───── The input ─────
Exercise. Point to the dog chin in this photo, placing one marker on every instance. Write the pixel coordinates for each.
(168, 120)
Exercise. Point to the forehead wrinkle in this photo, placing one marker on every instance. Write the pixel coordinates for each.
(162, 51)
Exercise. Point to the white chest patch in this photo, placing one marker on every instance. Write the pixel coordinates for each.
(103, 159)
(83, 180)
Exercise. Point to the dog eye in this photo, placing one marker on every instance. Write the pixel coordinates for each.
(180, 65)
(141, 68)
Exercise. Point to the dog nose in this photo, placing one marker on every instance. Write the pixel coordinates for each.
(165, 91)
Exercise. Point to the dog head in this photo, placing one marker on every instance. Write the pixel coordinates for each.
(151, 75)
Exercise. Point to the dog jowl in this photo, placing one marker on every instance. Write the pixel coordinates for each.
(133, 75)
─────
Please copy out every line of the data above in order, and shift each pixel coordinate in the answers by adding 40 to both its x and y values.

■ **Expected answer**
Exercise. Point to the dog chin in this photo, placing one marker on every instance. Write the pixel coordinates for each.
(208, 160)
Exercise. Point to the forehead wrinkle in this photo, placing one marker on every instance. Write the pixel coordinates for each.
(202, 91)
Exercise. Point to the white chest patch in this photo, placing one marker on every instance. Write the pixel coordinates for each.
(143, 199)
(123, 220)
Exercise. Point to the dog eye in this photo, placing one marker on every instance. Write the pixel coordinates for each.
(220, 105)
(181, 108)
Exercise. Point to the dog nose in this photo, placing one marker on every instance. Write the pixel coordinates for each.
(205, 131)
Exercise. Point to the dog head in this photo, placing one marker on every instance. Write the pixel coordinates for each.
(191, 115)
Exercise. Point to the dog jowl in this photo, placing one marker on every instance. Write the pixel coordinates for each.
(173, 115)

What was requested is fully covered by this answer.